Given passage:
-- Opening Marker --
Just another holier-than-thou vehicle for someone’s personal hangups.
Just another over-inflated cardboard cutout, a power fantasy made flesh.
Too strong, too competent, too perfect.
Real life isn’t like that.
Real people aren’t heroes.
And heroes have no place in serious fiction for mature adults.
Right?
Wrong.
It has become vogue over the last few decades to turn away from heroic storytelling to portray more “realistic” characters, characters that ordinary people – the readers – can see themselves in. Characters that the audience can realistically aspire to.
The problem being: realistic or not, who aspires to be “Frank down in accounting”?
OK, that’s unfair – but the fact is that in the breathless urgency to write “more realistic” characters many authors make the mistake of thinking “gritty is good” and go straight for the grey in-between world of morally ambiguous protagonists.
These flawed human beings may remind readers of themselves and the murkiness of their own real lives, but is it really compelling?
I understand the motive – the desire to show real people doing great things – and of course there have been many great literary SF novels where the protagonists were ruthlessly real.[1]
But this post-modern sense that there are no heroes, so there should be none in our fiction is absurd.
-- Closing Marker --
Work order A: Determine whether each statement agrees with the passage on heroes in fiction, answering yes or no and quoting the deciding words: (i) the author regards it as absurd to conclude that fiction should contain no heroes; (ii) the author denies that there have been great literary SF novels with ruthlessly real protagonists; (iii) the turn away from heroic storytelling is described as having occurred over the last few centuries.
The passage on heroes in fiction and the listing are independent of each other.

Record set:
-- Opening Marker --
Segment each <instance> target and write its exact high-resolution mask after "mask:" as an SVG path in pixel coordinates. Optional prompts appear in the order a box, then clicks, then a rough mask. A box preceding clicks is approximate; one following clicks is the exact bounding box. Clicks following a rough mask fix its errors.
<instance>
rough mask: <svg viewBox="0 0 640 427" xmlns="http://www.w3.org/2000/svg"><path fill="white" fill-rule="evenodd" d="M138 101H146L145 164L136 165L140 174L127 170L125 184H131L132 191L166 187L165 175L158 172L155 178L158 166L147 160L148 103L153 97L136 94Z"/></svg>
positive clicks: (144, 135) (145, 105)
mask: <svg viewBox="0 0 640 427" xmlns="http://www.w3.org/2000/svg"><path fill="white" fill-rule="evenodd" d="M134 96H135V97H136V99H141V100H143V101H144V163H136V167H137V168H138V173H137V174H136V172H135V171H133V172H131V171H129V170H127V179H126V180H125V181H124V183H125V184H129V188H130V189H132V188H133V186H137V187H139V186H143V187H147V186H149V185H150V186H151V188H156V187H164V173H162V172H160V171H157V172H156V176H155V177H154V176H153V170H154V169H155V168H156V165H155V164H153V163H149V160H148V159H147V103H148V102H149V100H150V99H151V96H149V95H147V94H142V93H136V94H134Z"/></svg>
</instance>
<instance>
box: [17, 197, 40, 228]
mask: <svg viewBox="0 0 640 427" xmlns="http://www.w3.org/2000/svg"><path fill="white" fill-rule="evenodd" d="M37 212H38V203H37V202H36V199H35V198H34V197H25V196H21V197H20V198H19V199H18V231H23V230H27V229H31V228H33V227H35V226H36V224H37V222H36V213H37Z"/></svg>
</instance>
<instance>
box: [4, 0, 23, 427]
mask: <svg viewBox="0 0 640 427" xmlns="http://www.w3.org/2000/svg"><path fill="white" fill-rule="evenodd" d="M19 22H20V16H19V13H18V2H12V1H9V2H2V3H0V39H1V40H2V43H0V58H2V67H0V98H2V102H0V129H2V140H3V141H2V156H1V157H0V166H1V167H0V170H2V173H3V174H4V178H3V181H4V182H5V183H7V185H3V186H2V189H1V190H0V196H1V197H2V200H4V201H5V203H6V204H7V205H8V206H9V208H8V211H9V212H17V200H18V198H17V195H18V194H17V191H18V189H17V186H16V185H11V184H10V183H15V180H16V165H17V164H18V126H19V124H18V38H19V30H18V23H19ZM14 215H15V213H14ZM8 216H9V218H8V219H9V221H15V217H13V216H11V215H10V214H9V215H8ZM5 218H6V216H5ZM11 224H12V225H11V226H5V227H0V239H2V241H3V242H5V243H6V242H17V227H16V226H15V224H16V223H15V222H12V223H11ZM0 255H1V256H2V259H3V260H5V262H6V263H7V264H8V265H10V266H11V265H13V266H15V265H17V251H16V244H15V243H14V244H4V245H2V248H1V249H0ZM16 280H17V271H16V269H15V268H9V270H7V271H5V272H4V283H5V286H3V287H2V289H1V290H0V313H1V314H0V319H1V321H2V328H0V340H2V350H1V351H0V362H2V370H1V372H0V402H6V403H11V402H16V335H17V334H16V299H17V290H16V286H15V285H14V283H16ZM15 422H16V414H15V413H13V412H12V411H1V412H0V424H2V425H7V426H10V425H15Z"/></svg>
-- Closing Marker --
Work order B: Pick out every line of the listing that contains the string "clicks", treating uppercase and lowercase letters as distinct.

Worked solution A:
(i) Yes: "this post-modern sense that there are no heroes, so there should be none in our fiction is absurd."
(ii) No: "of course there have been many great literary SF novels where the protagonists were ruthlessly real."
(iii) No: "It has become vogue over the last few decades to turn away from heroic storytelling."

Worked solution B:
Segment each <instance> target and write its exact high-resolution mask after "mask:" as an SVG path in pixel coordinates. Optional prompts appear in the order a box, then clicks, then a rough mask. A box preceding clicks is approximate; one following clicks is the exact bounding box. Clicks following a rough mask fix its errors.
positive clicks: (144, 135) (145, 105)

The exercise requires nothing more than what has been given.